> [EXERCISE REQUIREMENTS]: Rewrite the records below as a JSON list of strings, one string per line, leaving out any blank lines.

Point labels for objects
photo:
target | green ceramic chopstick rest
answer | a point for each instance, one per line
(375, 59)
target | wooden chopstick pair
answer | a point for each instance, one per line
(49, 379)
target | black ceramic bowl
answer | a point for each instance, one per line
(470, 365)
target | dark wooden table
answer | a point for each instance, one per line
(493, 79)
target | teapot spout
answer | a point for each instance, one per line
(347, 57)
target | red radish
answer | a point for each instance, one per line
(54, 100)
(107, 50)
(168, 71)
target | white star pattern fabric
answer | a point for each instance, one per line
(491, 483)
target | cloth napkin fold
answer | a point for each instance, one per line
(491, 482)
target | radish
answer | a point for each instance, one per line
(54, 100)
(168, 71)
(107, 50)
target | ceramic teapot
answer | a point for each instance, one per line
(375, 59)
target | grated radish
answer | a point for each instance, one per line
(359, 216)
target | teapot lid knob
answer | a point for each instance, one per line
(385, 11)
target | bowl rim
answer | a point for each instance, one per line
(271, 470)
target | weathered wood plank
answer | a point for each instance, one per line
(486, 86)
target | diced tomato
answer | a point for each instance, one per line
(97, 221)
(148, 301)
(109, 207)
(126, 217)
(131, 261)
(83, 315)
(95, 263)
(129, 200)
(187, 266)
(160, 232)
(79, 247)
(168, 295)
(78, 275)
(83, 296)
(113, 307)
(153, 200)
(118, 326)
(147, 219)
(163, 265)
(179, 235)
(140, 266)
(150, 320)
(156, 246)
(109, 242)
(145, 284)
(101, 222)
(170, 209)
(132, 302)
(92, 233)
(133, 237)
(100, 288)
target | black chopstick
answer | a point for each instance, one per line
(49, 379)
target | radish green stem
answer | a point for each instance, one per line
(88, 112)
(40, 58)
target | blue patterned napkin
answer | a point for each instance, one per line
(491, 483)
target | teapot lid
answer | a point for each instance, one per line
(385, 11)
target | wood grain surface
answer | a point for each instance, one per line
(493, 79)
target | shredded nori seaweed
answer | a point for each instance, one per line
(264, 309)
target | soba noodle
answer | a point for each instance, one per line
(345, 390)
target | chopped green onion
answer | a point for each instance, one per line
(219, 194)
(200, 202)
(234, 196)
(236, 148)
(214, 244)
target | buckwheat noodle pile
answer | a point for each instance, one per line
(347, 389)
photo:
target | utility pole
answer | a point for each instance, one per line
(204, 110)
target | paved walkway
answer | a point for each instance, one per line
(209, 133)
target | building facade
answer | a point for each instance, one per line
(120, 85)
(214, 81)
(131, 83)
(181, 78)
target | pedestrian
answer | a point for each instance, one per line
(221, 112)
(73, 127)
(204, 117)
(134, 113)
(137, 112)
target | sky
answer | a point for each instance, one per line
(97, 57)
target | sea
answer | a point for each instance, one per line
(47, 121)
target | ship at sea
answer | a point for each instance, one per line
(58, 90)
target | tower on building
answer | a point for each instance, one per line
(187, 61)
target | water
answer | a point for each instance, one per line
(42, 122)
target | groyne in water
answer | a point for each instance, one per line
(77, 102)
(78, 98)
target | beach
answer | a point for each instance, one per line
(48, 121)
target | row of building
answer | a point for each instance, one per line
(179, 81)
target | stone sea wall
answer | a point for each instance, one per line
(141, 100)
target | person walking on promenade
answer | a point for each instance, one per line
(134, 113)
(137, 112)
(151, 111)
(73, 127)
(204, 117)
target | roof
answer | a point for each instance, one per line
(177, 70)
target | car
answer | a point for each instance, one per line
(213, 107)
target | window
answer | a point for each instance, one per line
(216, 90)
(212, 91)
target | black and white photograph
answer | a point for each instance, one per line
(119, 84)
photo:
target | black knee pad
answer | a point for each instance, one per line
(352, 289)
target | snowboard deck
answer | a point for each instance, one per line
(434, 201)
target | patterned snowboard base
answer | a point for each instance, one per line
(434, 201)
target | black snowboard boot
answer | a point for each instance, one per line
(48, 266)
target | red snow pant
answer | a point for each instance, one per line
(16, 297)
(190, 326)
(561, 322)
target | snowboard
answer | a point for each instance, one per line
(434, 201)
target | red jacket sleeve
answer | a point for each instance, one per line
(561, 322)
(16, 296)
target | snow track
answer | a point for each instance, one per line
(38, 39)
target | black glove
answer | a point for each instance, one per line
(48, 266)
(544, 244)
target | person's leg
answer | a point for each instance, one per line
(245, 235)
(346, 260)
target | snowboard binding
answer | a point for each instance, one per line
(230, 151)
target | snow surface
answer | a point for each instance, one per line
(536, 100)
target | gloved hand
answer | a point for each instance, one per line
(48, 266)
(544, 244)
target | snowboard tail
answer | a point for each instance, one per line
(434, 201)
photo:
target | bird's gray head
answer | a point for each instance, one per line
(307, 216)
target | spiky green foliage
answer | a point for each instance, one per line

> [RESULT OF THE TASK]:
[
  "photo:",
  "target | green ceramic chopstick rest",
  "answer | a point for each instance, one per line",
  "(375, 59)",
  "target | wooden chopstick pair",
  "answer | a point for each instance, one per line",
  "(49, 379)",
  "target | black ceramic bowl",
  "answer | a point for each instance, one per line",
  "(470, 365)",
  "target | dark wooden table",
  "answer | a point for each instance, one per line",
  "(493, 79)",
  "target | teapot spout",
  "answer | a point for each instance, one per line",
  "(347, 57)",
  "target | red radish",
  "answer | a point for each instance, one per line",
  "(54, 100)",
  "(107, 50)",
  "(168, 71)",
  "target | white star pattern fabric",
  "answer | a point for each instance, one per line",
  "(491, 483)",
  "target | cloth napkin fold",
  "answer | a point for each instance, one per line",
  "(491, 482)",
  "target | radish",
  "answer | a point for each instance, one per line",
  "(54, 100)",
  "(168, 71)",
  "(107, 50)",
  "target | ceramic teapot",
  "answer | a point for each instance, one per line",
  "(375, 59)",
  "target | grated radish",
  "answer | a point for each instance, one per line",
  "(359, 216)",
  "target | teapot lid knob",
  "answer | a point for each instance, one per line",
  "(385, 11)",
  "target | bowl rim",
  "answer | a point for each instance, one per line",
  "(271, 470)",
  "target | weathered wood plank",
  "answer | a point for each instance, one per line",
  "(486, 86)",
  "target | diced tomato",
  "answer | a point for each instance, one per line",
  "(97, 221)",
  "(148, 301)",
  "(109, 207)",
  "(126, 217)",
  "(131, 261)",
  "(83, 315)",
  "(95, 263)",
  "(129, 200)",
  "(187, 266)",
  "(160, 232)",
  "(79, 247)",
  "(168, 295)",
  "(78, 275)",
  "(83, 296)",
  "(113, 307)",
  "(153, 200)",
  "(118, 326)",
  "(147, 219)",
  "(163, 265)",
  "(179, 235)",
  "(140, 266)",
  "(150, 320)",
  "(156, 246)",
  "(109, 242)",
  "(145, 284)",
  "(101, 222)",
  "(170, 209)",
  "(132, 302)",
  "(92, 233)",
  "(133, 237)",
  "(100, 288)",
  "target | black chopstick",
  "answer | a point for each instance, one per line",
  "(49, 379)",
  "target | radish green stem",
  "answer | a point for each instance, one per line",
  "(88, 112)",
  "(40, 58)",
  "target | blue patterned napkin",
  "answer | a point for each instance, one per line",
  "(491, 483)",
  "target | teapot lid",
  "answer | a point for each instance, one per line",
  "(385, 11)",
  "target | wood grain surface",
  "answer | a point for each instance, one per line",
  "(493, 79)",
  "target | shredded nori seaweed",
  "answer | a point for each instance, one per line",
  "(264, 309)",
  "target | soba noodle",
  "answer | a point for each instance, one per line",
  "(345, 390)",
  "target | chopped green onion",
  "answer | a point for each instance, one per line",
  "(219, 194)",
  "(200, 202)",
  "(234, 196)",
  "(236, 148)",
  "(214, 244)",
  "target | buckwheat noodle pile",
  "answer | a point for each instance, one per line",
  "(347, 389)",
  "photo:",
  "target | utility pole",
  "answer | a point for each instance, one per line",
  "(204, 110)",
  "target | paved walkway",
  "answer | a point for each instance, one per line",
  "(209, 133)",
  "target | building facade",
  "answer | a point for each instance, one per line",
  "(120, 85)",
  "(214, 81)",
  "(131, 83)",
  "(181, 78)",
  "target | pedestrian",
  "answer | a point for each instance, one per line",
  "(221, 112)",
  "(73, 127)",
  "(204, 117)",
  "(134, 113)",
  "(137, 112)",
  "target | sky",
  "answer | a point for each instance, one per line",
  "(97, 57)",
  "target | sea",
  "answer | a point for each instance, one per line",
  "(47, 121)",
  "target | ship at sea",
  "answer | a point for each instance, one per line",
  "(58, 90)",
  "target | tower on building",
  "answer | a point for each instance, one per line",
  "(187, 61)",
  "target | water",
  "answer | a point for each instance, one per line",
  "(42, 122)",
  "target | groyne in water",
  "answer | a point for each instance, one per line",
  "(77, 102)",
  "(78, 98)",
  "target | beach",
  "answer | a point for each instance, one per line",
  "(48, 121)",
  "target | row of building",
  "answer | a point for each instance, one per line",
  "(179, 81)",
  "target | stone sea wall",
  "answer | a point for each instance, one per line",
  "(141, 100)",
  "target | person walking on promenade",
  "answer | a point for each instance, one per line",
  "(134, 113)",
  "(137, 112)",
  "(151, 111)",
  "(73, 127)",
  "(204, 117)",
  "target | roof",
  "answer | a point for each instance, one per line",
  "(177, 70)",
  "target | car",
  "answer | a point for each instance, one per line",
  "(213, 107)",
  "target | window",
  "answer | a point for each instance, one per line",
  "(216, 90)",
  "(212, 91)",
  "target | black and white photograph",
  "answer | a point for each instance, one per line",
  "(119, 84)",
  "photo:",
  "target | black knee pad",
  "answer | a point for each instance, one per line",
  "(352, 289)",
  "target | snowboard deck",
  "answer | a point for each instance, one per line",
  "(434, 201)",
  "target | patterned snowboard base",
  "answer | a point for each instance, one per line",
  "(434, 201)",
  "target | black snowboard boot",
  "answer | a point for each instance, one per line",
  "(48, 266)",
  "target | red snow pant",
  "answer | a point for each instance, one per line",
  "(16, 297)",
  "(190, 326)",
  "(561, 322)",
  "target | snowboard",
  "answer | a point for each instance, one per line",
  "(434, 201)",
  "target | red jacket sleeve",
  "answer | a point for each instance, one per line",
  "(561, 322)",
  "(16, 296)",
  "target | snow track",
  "answer | a point for each instance, one per line",
  "(38, 39)",
  "target | black glove",
  "answer | a point for each instance, one per line",
  "(48, 266)",
  "(544, 244)",
  "target | person's leg",
  "answer | a point for each instance, one per line",
  "(245, 235)",
  "(346, 260)",
  "target | snowboard binding",
  "answer | a point for each instance, one per line",
  "(230, 151)",
  "target | snow surface",
  "answer | a point for each instance, one per line",
  "(536, 100)",
  "target | gloved hand",
  "answer | a point for each instance, one per line",
  "(48, 266)",
  "(544, 244)",
  "target | snowboard tail",
  "answer | a point for each instance, one per line",
  "(434, 201)",
  "photo:",
  "target | bird's gray head",
  "answer | a point for each instance, one per line",
  "(307, 216)",
  "target | spiky green foliage",
  "answer | a point for each instance, one per line"
]